### Task statement
Retype the rows below line for line, keeping every character unchanged, and leave the pictures out of your answer.

### Supplied data

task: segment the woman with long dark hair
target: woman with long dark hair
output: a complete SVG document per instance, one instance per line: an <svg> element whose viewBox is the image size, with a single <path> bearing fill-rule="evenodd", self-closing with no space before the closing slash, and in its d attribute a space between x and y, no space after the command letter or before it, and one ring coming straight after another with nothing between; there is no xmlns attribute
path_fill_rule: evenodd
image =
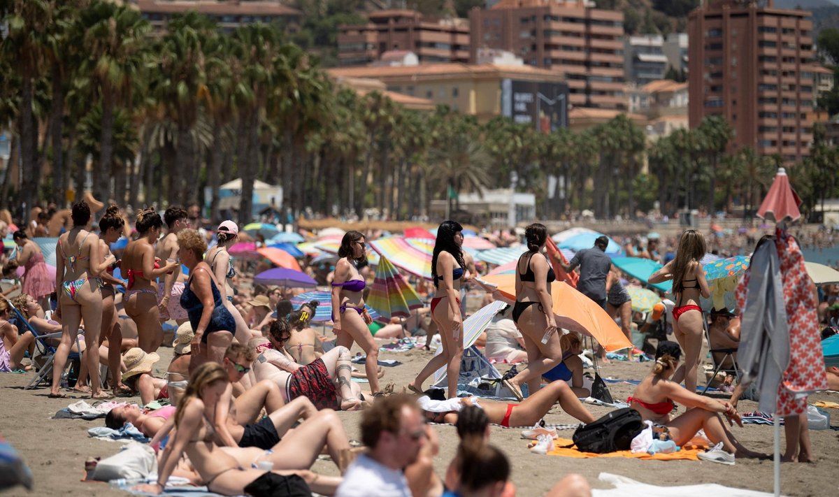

### Answer to the task
task: segment the woman with long dark hair
target: woman with long dark hair
output: a complete SVG document per instance, one instance per line: an <svg> element whose viewBox is the image size, with a single <path> bearing fill-rule="evenodd", self-closing with no space before the closing slash, and in its d attribute a space between x and y, no space after the command letter or before it, and one ring coming straight after another with nothing between; there is no xmlns attribute
path_fill_rule: evenodd
image =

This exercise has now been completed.